Reprint every entry, character for character.

Natural-language object grounding data
######
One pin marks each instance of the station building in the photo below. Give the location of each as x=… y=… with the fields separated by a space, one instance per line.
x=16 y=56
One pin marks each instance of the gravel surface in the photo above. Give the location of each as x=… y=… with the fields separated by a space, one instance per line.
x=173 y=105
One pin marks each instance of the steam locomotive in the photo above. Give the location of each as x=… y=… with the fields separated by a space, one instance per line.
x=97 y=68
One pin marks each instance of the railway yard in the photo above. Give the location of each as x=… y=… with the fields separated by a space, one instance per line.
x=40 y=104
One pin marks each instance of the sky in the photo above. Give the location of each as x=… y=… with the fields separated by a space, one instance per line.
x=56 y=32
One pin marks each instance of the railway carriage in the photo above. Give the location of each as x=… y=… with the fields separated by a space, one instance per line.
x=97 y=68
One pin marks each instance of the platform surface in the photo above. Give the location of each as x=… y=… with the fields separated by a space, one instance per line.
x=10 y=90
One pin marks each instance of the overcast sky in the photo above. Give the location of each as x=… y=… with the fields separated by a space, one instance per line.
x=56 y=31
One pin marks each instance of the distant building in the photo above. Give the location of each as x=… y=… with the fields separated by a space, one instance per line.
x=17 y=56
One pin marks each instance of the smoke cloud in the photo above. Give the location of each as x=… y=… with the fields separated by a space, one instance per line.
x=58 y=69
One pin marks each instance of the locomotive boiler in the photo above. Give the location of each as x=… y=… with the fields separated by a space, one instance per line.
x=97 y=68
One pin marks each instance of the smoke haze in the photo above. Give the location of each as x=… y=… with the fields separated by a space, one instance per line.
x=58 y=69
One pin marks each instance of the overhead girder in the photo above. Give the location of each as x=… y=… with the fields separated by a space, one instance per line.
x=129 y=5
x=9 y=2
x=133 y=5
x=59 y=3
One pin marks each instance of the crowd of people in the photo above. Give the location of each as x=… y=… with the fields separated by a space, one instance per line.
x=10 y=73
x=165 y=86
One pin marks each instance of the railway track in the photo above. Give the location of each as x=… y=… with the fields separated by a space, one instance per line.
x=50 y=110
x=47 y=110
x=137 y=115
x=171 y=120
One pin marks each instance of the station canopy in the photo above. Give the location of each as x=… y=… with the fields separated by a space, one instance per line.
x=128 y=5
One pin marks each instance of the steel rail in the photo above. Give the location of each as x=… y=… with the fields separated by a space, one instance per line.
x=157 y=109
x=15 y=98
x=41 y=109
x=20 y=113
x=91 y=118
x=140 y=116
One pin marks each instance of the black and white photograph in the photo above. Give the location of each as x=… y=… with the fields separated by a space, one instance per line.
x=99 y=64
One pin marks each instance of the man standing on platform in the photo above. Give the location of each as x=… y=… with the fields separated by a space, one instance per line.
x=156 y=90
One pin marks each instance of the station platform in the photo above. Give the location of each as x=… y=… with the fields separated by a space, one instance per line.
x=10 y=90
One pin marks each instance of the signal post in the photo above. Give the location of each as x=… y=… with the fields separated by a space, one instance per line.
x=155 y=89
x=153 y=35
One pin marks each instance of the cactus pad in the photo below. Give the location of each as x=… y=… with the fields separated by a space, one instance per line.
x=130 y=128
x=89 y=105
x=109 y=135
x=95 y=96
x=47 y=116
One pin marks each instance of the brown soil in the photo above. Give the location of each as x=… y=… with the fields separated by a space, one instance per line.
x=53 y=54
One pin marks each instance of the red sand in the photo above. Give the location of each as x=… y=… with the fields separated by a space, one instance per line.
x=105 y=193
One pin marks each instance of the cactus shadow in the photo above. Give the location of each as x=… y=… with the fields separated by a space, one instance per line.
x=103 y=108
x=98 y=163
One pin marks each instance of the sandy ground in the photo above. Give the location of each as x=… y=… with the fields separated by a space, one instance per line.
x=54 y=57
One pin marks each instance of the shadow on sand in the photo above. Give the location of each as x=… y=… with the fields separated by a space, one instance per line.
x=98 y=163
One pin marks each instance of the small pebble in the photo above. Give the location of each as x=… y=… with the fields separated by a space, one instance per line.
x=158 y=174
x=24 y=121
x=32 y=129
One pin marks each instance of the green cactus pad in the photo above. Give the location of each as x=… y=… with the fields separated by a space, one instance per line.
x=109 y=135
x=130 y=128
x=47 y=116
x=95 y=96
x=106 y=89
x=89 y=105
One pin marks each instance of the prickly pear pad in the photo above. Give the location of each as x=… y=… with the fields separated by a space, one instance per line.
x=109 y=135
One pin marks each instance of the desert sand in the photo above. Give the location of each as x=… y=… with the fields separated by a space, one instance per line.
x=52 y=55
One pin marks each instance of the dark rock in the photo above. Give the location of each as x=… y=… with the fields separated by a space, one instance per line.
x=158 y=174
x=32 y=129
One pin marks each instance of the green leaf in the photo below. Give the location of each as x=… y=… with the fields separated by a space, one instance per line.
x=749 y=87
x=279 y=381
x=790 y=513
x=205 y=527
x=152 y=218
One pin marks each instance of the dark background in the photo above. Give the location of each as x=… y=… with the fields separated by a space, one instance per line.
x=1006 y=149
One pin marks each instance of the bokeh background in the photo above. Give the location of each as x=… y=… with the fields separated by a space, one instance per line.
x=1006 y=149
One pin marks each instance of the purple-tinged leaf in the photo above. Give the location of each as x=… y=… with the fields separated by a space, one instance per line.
######
→ Result below:
One pin marks each instance of the station building in the photo below. Give the location of each as x=… y=… with the fields separated by a space, one instance per line.
x=16 y=56
One pin marks each instance of the gravel surface in the photo above. Give the location of each as x=… y=… with the fields separated by a space, one instance per line.
x=173 y=105
One pin marks each instance of the steam locomotive in the photo above. Give the location of each as x=… y=… with the fields separated by a space, one instance per line.
x=97 y=68
One pin marks each instance of the railway yard in the photo above. Give the location of each as x=… y=… with the fields separated by a space, one instance per line.
x=40 y=104
One pin marks each instance of the sky in the photo above. Give the location of each as x=… y=… with the fields separated by a space, one instance per line.
x=56 y=32
One pin marks each instance of the railway carriage in the photo above. Give the location of each as x=… y=… with the fields separated by a space, one instance per line.
x=97 y=68
One pin marks each instance of the platform surface in the photo above. Give the location of each as x=… y=… with the fields separated by a space, one instance per line.
x=10 y=90
One pin marks each instance of the overcast sky in the photo above. Give the location of each as x=… y=… with the fields separated by a space, one instance per line.
x=56 y=31
One pin marks each instance of the distant building in the photo above. Give the location of each as x=… y=… with the fields separated by a space, one instance per line.
x=17 y=56
One pin marks each instance of the smoke cloud in the photo above. Give the location of each as x=… y=… with the fields separated by a space, one instance per line.
x=58 y=69
One pin marks each instance of the locomotive boiler in the photo above. Give the location of each as x=… y=… with the fields separated by a space, one instance per line.
x=97 y=68
One pin marks each instance of the smoke haze in the photo above. Give the location of each as x=… y=… with the fields separated by a space, one instance per line.
x=58 y=69
One pin marks each instance of the overhead girder in the photo above. Give the location of each as x=… y=… with the fields separated by a space, one instance per line.
x=129 y=5
x=9 y=2
x=133 y=5
x=59 y=3
One pin marks each instance of the crowd of people in the photo above. Give the location of each as x=… y=… with the fields separated by a space, one instance per line.
x=10 y=73
x=165 y=86
One pin marks each instance of the railway track in the photo above. Give the location of each as x=… y=… with the fields separated by a space, one instance per line.
x=50 y=110
x=47 y=110
x=137 y=115
x=171 y=120
One pin marks each instance of the station canopy in the photo above. Give the location of each as x=… y=… with the fields separated by a space, one instance per line.
x=128 y=5
One pin marks each instance of the steel rail in the photo above. Give the location of each as x=… y=… with the fields separated by a space, one instance per line.
x=157 y=109
x=15 y=98
x=41 y=109
x=20 y=113
x=91 y=118
x=140 y=116
One pin marks each instance of the black and white photograph in the photo above. Give the location of each as x=… y=… with the fields separated by a space, one instance per line.
x=99 y=64
One pin marks each instance of the man standing on platform in the photo above. Give the location of each as x=… y=… with the fields separated by a space, one instance per line.
x=156 y=90
One pin marks each instance of the station platform in the photo above. Give the location of each as x=… y=… with the fields separated by a space, one instance per line.
x=10 y=90
One pin marks each instance of the signal post in the photo above. Give the location of each as x=… y=… with the fields separated by a space, one instance per line.
x=155 y=89
x=153 y=35
One pin marks each instance of the cactus pad in the photo below. Give the location of each as x=… y=… with the fields separated by a space, one instance per line.
x=130 y=128
x=89 y=105
x=109 y=135
x=95 y=96
x=47 y=116
One pin marks each instance of the brown soil in the photo above. Give the location of each as x=… y=… with the fields separated by a space, one instance per line.
x=53 y=54
One pin marks each instance of the red sand in the photo above. Give the location of each as x=… y=… with the fields separated by a space, one instance per line.
x=105 y=193
One pin marks each instance of the cactus shadow in the photo above. Give the location of each as x=… y=… with the fields separated by a space, one instance per line.
x=103 y=108
x=98 y=163
One pin marks each instance of the sandy ground in the photo above. Give the location of each as x=… y=… with the fields separated by a space, one instance per line.
x=54 y=57
One pin marks each instance of the shadow on sand in the photo above. Give the location of each as x=… y=… with the fields separated by a space, one instance per line.
x=98 y=163
One pin marks each instance of the small pebble in the photo above. Give the location of each as x=… y=… with the fields separated by a space, one instance per line.
x=158 y=174
x=24 y=121
x=32 y=129
One pin marks each instance of the green cactus pad in the photo above. Give the location of each as x=… y=… with the fields separated by a space, one instance per line.
x=109 y=135
x=130 y=128
x=47 y=116
x=95 y=96
x=106 y=89
x=89 y=105
One pin marks each instance of the prickly pear pad in the photo above. Give the location of each as x=… y=… with the fields separated by a space, one instance per line.
x=109 y=135
One pin marks each instance of the desert sand in the photo above. Give the location of each as x=… y=… with the fields separated by a space, one instance per line.
x=52 y=55
One pin marks each instance of the dark rock in the photo above. Give the location of each as x=… y=… with the fields separated by a space, one instance per line.
x=158 y=174
x=32 y=129
One pin marks each instance of the green leaf in the photo below. Give the location of each as x=… y=… with the fields separated by a space, one instance per line.
x=749 y=87
x=279 y=381
x=790 y=513
x=205 y=527
x=152 y=218
One pin marks each instance of the dark background in the photo above. Give the location of each as x=… y=… with the fields separated by a space, one instance per line.
x=1006 y=149
One pin marks each instance of the bokeh background in the photo above. Give the location of each as x=… y=… with the fields separated by a space, one instance per line.
x=1006 y=149
One pin marks each instance of the purple-tinged leaf in the photo above. Give the location of each as x=… y=… with the fields separated by a space, one instance per line.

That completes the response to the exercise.